— EXERCISES TO COMPLETE —
- 1) From the faith blog excerpt, extract the passage that begins at the words "Sunday, January 1, 2017" and stops after "some way true.".
- 2) Answer these questions using the faith blog excerpt:
(a) What three central elements of a sane life does it name?
(b) How many years before the post did Dietrich Bonhoeffer make the declaration it quotes?
(c) How does it define faith?
- 3) Write what comes next in the faith blog excerpt, starting after its final sentence.

— GIVEN PASSAGE —

Friday, January 6, 2017

Do What You Can Do

Assuming you have figured out how to get food, shelter and transportation, there are three central elements to having a sane life: instincts, skills, and chance.  The first two are under our control, the last is not.  Instincts are intuitions that we hone from mistakes we make until they transform into wisdom.  Skills are competencies we develop over time.  But chance or luck happens to us all for good and for bad.  We try to manage this trio every day in every way. Some of us are better at it than others.  Some of us are luckier than others.

Whatever God is about, God works within the interplay of these contingencies.  Near as I can tell, the world, as we know it, is not under anyone’s total control.  Nature has no conscience.  And it seems clear that in the last 2000 years, increasingly, God has withdrawn his power and given human beings more and more responsibility for running the planet, for good or for bad.  Seventy years ago, Dietrich Bonhoeffer enigmatically declared: “... And we cannot be honest unless we recognize that we have to live in the world “etsi deus non daretur” [translation: "as if there were no God"]. And this is just what we do recognize--before God! God himself compels us to recognize it.”

The fact is:  We do not know who God is, but we know what God wants.  And, what does God want?  Near as I can tell, God wants us to care for each other whether we like each other or not.  We are called upon to pursue justice wherever we live.  God wants us to discipline our desires and appetites.  Most importantly, we are cautioned in our scriptures to avoid idolatry.  Whenever we do any of this, we have come closer to doing what God wants us to do.  Jesus asks his followers, “Why do you call me Lord, Lord and not do what I tell you to do?” (Luke 6:46) For Jews the Torah (read teaching) is what guides us to live a sane life.  What you do is more important than what you believe.

We try to manage our lives everyday, doing the best we can.  So, every day, in every way, do whatever little thing you can do to stop the craziness. Say a prayer, help one person, write a letter, shed a tear.  That may be, in our time, as close to God as we can get.

Sunday, January 1, 2017

Trusting Without Knowing for Sure?

Faith is trusting without knowing for sure.  If we were certain and we knew for sure there would be no need to trust.  Then we would know.  But since we don’t know, we are compelled to trust and hope that what we trust is in some way true.

— DATA FOR ANALYSIS —
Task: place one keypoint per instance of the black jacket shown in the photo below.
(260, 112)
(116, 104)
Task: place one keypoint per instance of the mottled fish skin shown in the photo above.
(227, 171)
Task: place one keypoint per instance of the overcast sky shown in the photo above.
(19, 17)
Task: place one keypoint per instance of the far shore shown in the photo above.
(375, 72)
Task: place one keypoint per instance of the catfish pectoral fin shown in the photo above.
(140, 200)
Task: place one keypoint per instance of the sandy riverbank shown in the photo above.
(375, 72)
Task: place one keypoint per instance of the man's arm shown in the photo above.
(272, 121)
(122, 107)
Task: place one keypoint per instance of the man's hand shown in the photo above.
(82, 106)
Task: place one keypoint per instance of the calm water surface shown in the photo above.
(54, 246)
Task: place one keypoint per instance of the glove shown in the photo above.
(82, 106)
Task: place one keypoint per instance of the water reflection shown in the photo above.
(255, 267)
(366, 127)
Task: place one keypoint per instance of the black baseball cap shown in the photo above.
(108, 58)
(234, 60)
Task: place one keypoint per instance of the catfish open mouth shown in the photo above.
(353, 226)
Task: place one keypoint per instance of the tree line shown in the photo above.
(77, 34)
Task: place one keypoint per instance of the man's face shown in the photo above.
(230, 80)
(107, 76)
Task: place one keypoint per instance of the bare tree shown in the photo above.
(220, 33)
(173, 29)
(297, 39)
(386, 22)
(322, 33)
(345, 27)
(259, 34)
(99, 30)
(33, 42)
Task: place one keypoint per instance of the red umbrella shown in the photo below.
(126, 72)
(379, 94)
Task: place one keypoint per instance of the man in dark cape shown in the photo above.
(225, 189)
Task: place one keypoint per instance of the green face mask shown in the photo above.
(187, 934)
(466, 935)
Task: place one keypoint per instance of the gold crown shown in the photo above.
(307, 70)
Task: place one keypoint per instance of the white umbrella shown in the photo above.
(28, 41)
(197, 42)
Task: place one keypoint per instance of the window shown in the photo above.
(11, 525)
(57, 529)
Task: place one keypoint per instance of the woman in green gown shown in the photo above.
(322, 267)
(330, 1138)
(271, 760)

— EXERCISE ANSWERS —
- 1)
Sunday, January 1, 2017

Trusting Without Knowing for Sure?

Faith is trusting without knowing for sure.  If we were certain and we knew for sure there would be no need to trust.  Then we would know.  But since we don’t know, we are compelled to trust and hope that what we trust is in some way true.

- 2)
(a) Instincts, skills, and chance.
(b) Seventy years.
(c) Faith is trusting without knowing for sure.

- 3)
Of course this makes many of us uncomfortable. We would like to know for sure.  So, sometimes we act like we are more certain than we really are.  This is certainly true about religion but it can also be said about politics, economics, science, technology and history.  In religion, we sing hymns, recite creeds, pray the same prayers everyday, attend worship services and try to encourage and convince ourselves that our faith and our way of looking at the world, is well placed. But, in those moments, when we observe the craziness and unpredictability of the world, we remain unsure.

Maybe like you, I want to be a person who trusts without any doubts.  I think and believe there is something going on with some sense of order to it, something I can understand, some force at the heart of the universe, for us and not against us.   For example, I ask myself why was there anything available in the first place for there to be a big bang?   Where did that something come from?  I get that some of our images of God are anthropomorphic and anthropopathic.  And I ask myself what are we doing here living on this planet floating and rotating in black space. So, I am a person of faith but I'm not sure I am right.  This sort of wrestling with faith is at the heart and soul of all religion.  We know and we know that we don't know.

For some, this kind of talk is a sign of pride, weakness or lack of conviction.  For me it is following the biblical command to “love the lord your God with all your heart, your soul and your mind.”  I do not believe that God gave us minds in order that we not use them to pursue the truth.  What do you think?